(Stored items from a collection)
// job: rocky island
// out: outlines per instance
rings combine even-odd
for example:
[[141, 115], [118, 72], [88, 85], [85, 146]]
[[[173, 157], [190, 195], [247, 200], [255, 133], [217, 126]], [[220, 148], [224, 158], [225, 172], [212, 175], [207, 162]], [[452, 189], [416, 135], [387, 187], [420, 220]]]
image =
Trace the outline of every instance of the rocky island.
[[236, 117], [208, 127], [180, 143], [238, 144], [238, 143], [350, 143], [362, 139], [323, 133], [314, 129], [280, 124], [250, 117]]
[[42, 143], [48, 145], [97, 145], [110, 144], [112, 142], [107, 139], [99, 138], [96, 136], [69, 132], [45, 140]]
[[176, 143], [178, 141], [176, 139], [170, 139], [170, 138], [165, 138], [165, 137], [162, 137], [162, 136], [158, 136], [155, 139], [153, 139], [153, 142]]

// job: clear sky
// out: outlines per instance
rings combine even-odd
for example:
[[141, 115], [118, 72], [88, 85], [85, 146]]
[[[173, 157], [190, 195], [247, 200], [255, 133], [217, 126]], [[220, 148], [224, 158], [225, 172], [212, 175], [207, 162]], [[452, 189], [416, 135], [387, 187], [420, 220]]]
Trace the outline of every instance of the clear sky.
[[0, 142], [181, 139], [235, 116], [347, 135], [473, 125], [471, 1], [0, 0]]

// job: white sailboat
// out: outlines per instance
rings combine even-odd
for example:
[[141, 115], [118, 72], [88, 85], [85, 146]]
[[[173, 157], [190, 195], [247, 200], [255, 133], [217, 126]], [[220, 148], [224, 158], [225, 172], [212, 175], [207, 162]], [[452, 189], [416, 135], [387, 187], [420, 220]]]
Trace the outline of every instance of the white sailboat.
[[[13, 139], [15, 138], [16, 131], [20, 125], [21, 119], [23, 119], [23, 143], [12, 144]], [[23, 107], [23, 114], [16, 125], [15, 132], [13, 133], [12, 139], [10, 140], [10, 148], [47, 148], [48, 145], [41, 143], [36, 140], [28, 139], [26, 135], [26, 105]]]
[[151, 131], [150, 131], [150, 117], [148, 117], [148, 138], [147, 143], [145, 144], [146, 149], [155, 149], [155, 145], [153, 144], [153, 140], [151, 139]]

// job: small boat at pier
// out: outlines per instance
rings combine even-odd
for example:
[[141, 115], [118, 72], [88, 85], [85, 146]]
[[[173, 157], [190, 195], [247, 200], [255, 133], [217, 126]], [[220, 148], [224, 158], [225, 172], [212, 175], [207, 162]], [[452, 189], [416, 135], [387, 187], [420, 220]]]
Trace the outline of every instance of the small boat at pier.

• Prompt: From the entries, copy out each line containing the word "pier".

• Your solution:
// job: small boat at pier
Trace the outline of every instance of the small boat at pier.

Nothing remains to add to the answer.